■ What is asked
**a.** In the SSD forum thread, copy the passage from "goldpiggy · September" to "details of multibox_target." word for word.
**b.** In the SSD forum thread, what does goldpiggy say cls_preds represents?

■ Given text
— Start —
Single Shot Multibox Detection (SSD)

astonzhang · June 29, 2020, 10:33pm

https://d2l.ai/chapter_computer-vision/ssd.html

StevenJokes · August 12, 2020, 3:34pm

Is there some way to avoid downloading again bananas.zip which have downloaded in last section

Or in another word, choose to read local directory data\.. first?

manuel-arno-korfmann · August 22, 2020, 11:39pm

StevenJokes · August 24, 2020, 3:29am

where do you run the code?
You need to download img in github.com/d2l-ai/d2l-en

Then put it like this.

@manuel-arno-korfmann

iotsharing_dotcom · September 11, 2020, 10:16am

Hi please help me, where to get this formula:
1\times 2+(3-1)+(3-1)=6

StevenJokes · September 11, 2020, 10:29am

@iotsharing_dotcom
can’t understand you…
Do you mean latex？

goldpiggy · September 11, 2020, 9:51pm

Hi @iotsharing_dotcom, i suspect your mean 13.7.1.4, right? (please state the reference section next time ;)). This formula is coming from 7.3. Padding and Stride — Dive into Deep Learning 1.0.3 documentation.

rezahabibi96 · October 16, 2020, 8:44am

Hi, why do we need class_pred in npx.multibox_target( anchors, Y, cls_preds.transpose(0, 2, 1)) while we can get bbox_labels, bbox_masks, cls_labels using anchors obtained by net and ground truths Y?

goldpiggy · October 16, 2020, 9:36pm

Hi @rezahabibi96, fantastic question! First, let’s clarify what does cls_preds refer to. Basicly cls_preds represents the (classes+1) outputs of each anchor box. Hence, it connects the anchors and the true label Y. And the bbox_masks derive from this connection. Check more details of multibox_target.

StevenJokess · October 17, 2020, 2:55am

404…
https://mxnet.apache.org/versions/master/api/python/docs/api/npx/generated/mxnet.npx.multibox_target.html#mxnet-npx-multibox-target

rezahabibi96 · October 17, 2020, 3:30am

Hi, thank you! Yes I know cls_pred contains every (num_class + background) score for each generated anchor box. If I am not mistaken, for every anchor box, it will be computed to every ground truth using Jaccard, right?
— End —
■ Extracted entries
— Start —
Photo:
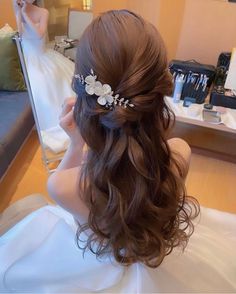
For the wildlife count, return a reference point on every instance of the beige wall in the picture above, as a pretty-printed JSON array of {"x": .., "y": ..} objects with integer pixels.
[
  {"x": 7, "y": 14},
  {"x": 100, "y": 6},
  {"x": 209, "y": 27},
  {"x": 166, "y": 15}
]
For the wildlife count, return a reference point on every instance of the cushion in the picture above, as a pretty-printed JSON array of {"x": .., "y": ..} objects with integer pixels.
[{"x": 11, "y": 77}]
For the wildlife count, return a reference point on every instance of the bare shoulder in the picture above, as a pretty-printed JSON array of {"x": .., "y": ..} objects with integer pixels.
[
  {"x": 63, "y": 187},
  {"x": 180, "y": 146},
  {"x": 181, "y": 152}
]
— End —
■ Exercise solutions
**a.**
goldpiggy · September 11, 2020, 9:51pm

Hi @iotsharing_dotcom, i suspect your mean 13.7.1.4, right? (please state the reference section next time ;)). This formula is coming from 7.3. Padding and Stride — Dive into Deep Learning 1.0.3 documentation.

rezahabibi96 · October 16, 2020, 8:44am

Hi, why do we need class_pred in npx.multibox_target( anchors, Y, cls_preds.transpose(0, 2, 1)) while we can get bbox_labels, bbox_masks, cls_labels using anchors obtained by net and ground truths Y?

goldpiggy · October 16, 2020, 9:36pm

Hi @rezahabibi96, fantastic question! First, let’s clarify what does cls_preds refer to. Basicly cls_preds represents the (classes+1) outputs of each anchor box. Hence, it connects the anchors and the true label Y. And the bbox_masks derive from this connection. Check more details of multibox_target.

**b.** The (classes+1) outputs of each anchor box.